[start Record extracts]
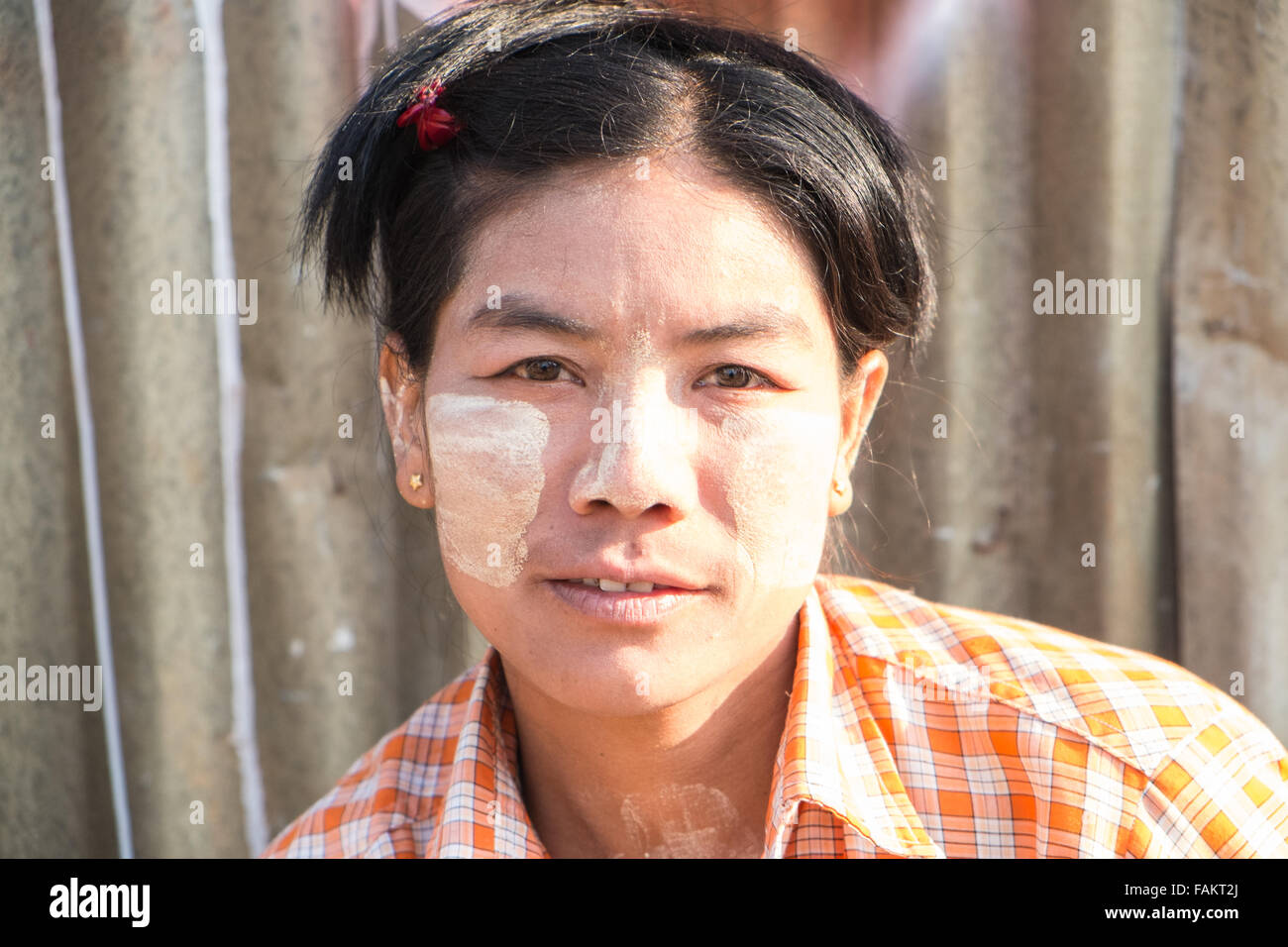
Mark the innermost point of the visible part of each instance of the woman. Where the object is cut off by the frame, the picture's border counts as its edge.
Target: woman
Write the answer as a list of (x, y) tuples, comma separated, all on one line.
[(635, 274)]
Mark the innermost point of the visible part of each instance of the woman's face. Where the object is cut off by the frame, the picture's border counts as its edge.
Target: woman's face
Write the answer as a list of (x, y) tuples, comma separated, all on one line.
[(635, 380)]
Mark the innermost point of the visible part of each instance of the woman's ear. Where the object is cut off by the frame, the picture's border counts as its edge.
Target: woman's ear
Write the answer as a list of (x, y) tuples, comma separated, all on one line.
[(858, 403), (402, 397)]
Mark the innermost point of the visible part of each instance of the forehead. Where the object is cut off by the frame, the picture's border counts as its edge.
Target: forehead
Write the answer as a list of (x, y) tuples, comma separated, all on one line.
[(678, 244)]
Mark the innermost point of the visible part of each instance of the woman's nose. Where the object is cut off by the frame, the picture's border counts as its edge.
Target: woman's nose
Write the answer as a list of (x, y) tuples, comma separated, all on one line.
[(639, 455)]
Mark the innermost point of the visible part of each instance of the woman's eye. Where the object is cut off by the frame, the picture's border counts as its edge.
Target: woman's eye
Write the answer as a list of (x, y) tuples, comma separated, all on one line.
[(739, 376), (539, 369)]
[end Record extracts]
Please rewrite the data from the line with "the woman's ear." up to and including the line with "[(639, 455)]", replacing "innermost point" with "central point" and changing nothing else. Return only those lines.

Mark the central point of the visible part of each instance of the woman's ear. Where the object is cut off by the frame, the picture's border counts as its edge.
Target: woman's ear
Write the answer as a list of (x, y) tuples, comma separated, all on one line.
[(858, 403), (402, 397)]
Mark the central point of the visible part of each instance of the forehead. Where the object is cut off by the frame, the picture's border counts as its edge.
Target: forehead
Write the answer as a list of (x, y) tuples, comma separated, all on one line.
[(678, 244)]
Mark the central point of the visible part of each instance of the woman's nose. Where the object is cut off by the frame, the picture's border counts as its edge.
Target: woman's nose
Write the answer as a list of (x, y) tuples, comma separated, all on one line.
[(639, 455)]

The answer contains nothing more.